◆ Extrait fourni:

Ce ne fut qu’un instant : le cours orageux de sa vie reprit presque aussitôt ; il retomba dans la nuit.

Le nouveau pape, Léon X, entreprit d’enlever Michel-Ange à la glorification de son prédécesseur et de l’attacher au triomphe de sa maison. C’était pour lui une question d’orgueil, plus que de sympathie ; car son esprit épicurien ne pouvait comprendre le triste génie de Michel-Ange :[1] toutes ses faveurs étaient pour Raphaël. Mais l’homme de la Sixtine était une gloire italienne : Léon X voulut la domestiquer.

Il offrit à Michel-Ange d’élever la façade de Saint-Laurent, l’église des Médicis, à Florence. Michel-Ange, stimulé par sa rivalité avec Raphaël, qui avait profité de son éloignement pour devenir à Rome le souverain de l’art,[2] se laissa entraîner dans cette nouvelle tâche, qu’il lui était matériellement impossible d’accomplir sans négliger l’ancienne, et qui devait être pour lui une cause de tourments sans fin. Il tâchait de se persuader qu’il pourrait mener de front le tombeau de Jules II et la façade de Saint-Laurent. Il comptait se décharger

  1. Il ne lui épargnait pas les démonstrations de tendresse ; mais Michel-Ange lui faisait peur. Il se sentait mal à l’aise avec lui :

    « Quand le pape parle de vous, écrit Sébastien del Piombo à Michel-Ange, il semble qu’il parle d’un de ses frères ; il a presque les larmes aux yeux. Il m’a dit que vous avez été élevés ensemble, et il proteste qu’il vous connaît et qu’il vous aime : mais vous faites peur à tous, — même aux papes. » (27 octobre 1520)

◆ Données fournies:
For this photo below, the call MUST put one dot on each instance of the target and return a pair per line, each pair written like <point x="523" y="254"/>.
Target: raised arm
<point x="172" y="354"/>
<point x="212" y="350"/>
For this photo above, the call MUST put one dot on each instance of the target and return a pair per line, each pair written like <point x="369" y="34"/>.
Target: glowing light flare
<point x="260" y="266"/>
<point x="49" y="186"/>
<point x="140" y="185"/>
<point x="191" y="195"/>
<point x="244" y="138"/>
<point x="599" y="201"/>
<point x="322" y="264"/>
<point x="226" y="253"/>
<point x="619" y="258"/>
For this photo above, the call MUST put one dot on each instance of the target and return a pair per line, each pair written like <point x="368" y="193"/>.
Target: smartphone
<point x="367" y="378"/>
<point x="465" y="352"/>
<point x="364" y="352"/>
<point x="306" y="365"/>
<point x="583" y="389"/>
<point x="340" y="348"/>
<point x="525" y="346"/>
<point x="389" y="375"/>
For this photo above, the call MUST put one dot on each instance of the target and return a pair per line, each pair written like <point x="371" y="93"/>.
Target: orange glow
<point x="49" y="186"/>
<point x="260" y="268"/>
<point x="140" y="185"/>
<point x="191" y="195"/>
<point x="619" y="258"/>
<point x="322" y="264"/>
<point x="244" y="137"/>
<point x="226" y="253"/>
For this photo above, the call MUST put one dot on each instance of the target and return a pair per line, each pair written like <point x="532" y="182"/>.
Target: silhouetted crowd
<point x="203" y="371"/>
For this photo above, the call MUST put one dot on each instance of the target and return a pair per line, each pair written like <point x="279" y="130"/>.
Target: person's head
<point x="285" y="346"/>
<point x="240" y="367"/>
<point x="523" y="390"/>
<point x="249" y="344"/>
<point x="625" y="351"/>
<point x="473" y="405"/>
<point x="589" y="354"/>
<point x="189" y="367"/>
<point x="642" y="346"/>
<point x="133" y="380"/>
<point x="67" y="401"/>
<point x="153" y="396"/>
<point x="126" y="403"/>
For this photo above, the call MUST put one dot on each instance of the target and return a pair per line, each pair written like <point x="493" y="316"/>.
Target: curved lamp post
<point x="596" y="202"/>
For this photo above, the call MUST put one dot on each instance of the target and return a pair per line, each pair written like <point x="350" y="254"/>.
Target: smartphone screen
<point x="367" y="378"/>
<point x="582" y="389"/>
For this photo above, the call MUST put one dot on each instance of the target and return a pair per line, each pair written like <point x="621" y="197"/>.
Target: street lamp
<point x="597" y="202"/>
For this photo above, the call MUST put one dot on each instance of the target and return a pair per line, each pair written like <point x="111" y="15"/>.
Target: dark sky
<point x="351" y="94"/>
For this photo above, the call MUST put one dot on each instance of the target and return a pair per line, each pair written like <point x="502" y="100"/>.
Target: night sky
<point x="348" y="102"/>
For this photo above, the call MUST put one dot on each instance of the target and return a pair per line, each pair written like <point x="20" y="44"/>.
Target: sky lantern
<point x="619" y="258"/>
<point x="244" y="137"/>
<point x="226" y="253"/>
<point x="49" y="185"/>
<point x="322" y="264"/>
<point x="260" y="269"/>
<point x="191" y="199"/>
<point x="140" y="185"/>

◆ Consigne:
Rédigez, s'il vous plaît, la suite du texte sur Michel-Ange et Léon X, à partir de l'endroit où il s'arrête.

◆ Votre réponse:
    On se moquait de Michel-Ange à la cour de Léon X. Il prêtait à la raillerie par ses imprudences de langage. Une malencontreuse lettre qu’il écrivit au cardinal Bibbiena, patron de Raphaël, fit la joie de ses ennemis. « On ne parle pas d’autre chose au palais que de votre lettre, dit Sébastien à Michel-Ange ; elle fait rire tout le monde. » (3 juillet 1520)

  2. Bramante était mort en 1514. Raphaël venait d’être nommé surintendant de la construction de Saint-Pierre.